**The problem**
Rewrite every line from the one containing "[pin] leaning gravestone" through the end of the lines below, moving each x and y coordinate in the answers by -29 and leaving all else unchanged.

**Material provided**
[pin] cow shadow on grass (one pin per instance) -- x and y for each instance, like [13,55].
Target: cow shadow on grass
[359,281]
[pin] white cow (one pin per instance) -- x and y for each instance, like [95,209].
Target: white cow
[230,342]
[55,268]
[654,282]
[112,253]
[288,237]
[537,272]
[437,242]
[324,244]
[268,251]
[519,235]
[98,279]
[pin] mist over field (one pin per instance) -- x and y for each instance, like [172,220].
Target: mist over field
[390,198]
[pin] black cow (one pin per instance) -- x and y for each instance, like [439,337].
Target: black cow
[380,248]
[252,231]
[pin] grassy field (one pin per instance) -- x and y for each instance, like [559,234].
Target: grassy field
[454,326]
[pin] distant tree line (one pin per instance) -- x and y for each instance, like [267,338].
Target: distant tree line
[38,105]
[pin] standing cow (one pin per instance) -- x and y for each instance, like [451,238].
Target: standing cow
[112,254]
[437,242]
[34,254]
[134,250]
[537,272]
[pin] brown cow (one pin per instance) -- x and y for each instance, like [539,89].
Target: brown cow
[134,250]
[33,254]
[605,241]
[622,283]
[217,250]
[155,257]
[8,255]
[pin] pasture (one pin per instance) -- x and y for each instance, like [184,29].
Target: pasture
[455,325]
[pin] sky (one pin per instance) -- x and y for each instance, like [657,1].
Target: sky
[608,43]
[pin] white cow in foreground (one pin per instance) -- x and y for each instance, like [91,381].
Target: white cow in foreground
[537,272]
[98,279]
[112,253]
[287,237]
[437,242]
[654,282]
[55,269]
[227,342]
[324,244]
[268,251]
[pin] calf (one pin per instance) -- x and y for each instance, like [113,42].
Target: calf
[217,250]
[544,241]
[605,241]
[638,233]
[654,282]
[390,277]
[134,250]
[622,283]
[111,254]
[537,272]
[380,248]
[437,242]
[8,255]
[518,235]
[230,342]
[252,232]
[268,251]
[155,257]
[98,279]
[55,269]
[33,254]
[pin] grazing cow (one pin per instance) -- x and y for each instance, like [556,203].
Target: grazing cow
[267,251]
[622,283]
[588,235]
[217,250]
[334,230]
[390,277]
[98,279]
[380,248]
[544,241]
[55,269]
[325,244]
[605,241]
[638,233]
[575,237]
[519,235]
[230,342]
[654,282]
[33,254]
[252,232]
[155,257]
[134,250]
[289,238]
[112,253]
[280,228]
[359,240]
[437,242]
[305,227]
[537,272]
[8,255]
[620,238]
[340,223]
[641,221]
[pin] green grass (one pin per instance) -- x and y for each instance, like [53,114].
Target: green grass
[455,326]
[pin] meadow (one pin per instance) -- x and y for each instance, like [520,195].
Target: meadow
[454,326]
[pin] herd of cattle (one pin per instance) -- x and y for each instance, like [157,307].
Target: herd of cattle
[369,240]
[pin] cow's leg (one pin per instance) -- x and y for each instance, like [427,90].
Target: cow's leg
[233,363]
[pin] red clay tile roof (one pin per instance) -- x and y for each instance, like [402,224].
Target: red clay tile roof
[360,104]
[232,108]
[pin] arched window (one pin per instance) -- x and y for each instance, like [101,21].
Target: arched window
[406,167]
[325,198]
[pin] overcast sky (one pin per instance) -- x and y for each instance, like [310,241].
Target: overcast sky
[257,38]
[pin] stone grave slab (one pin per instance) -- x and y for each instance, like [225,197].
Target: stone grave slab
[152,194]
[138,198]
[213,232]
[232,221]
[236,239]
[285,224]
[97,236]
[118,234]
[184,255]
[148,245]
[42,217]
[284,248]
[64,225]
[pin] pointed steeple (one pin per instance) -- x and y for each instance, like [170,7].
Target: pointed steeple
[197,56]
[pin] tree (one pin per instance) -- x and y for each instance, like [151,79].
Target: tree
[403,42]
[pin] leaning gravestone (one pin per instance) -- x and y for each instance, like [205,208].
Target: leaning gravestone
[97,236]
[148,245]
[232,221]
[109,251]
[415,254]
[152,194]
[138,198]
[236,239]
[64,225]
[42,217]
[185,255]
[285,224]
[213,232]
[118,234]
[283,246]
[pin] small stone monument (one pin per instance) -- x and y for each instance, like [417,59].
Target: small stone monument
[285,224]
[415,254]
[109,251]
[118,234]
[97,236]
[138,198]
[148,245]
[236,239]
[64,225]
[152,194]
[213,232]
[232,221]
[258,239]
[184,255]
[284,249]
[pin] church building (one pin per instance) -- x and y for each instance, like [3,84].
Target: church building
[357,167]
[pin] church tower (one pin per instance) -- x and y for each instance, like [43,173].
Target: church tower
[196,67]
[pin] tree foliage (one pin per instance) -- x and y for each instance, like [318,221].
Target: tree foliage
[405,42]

**Solved problem**
[pin] leaning gravestone (one pin per instance) -- x and y for each instance, like [205,208].
Target: leaning gravestone
[68,207]
[119,216]
[203,192]
[80,222]
[386,225]
[123,165]
[109,169]
[207,210]
[35,196]
[13,188]
[156,226]
[256,195]
[184,203]
[89,205]
[254,217]
[pin] small stone monument (one pin per instance) -- x and y for each instance, like [417,59].
Target: small stone monument
[256,195]
[386,225]
[80,222]
[89,205]
[68,207]
[109,169]
[119,216]
[207,210]
[35,196]
[123,165]
[184,203]
[203,192]
[229,210]
[155,226]
[255,220]
[pin] church building (one pin per instance) -- x and y for each instance, like [3,84].
Target: church building
[328,138]
[pin] church tower (one pin per instance) -- x and y for each instance, like [43,173].
Target: church tower
[167,38]
[pin] tree foliage (one pin per instance) -- x and y for each instance, like [318,221].
Target: tree foliage
[376,13]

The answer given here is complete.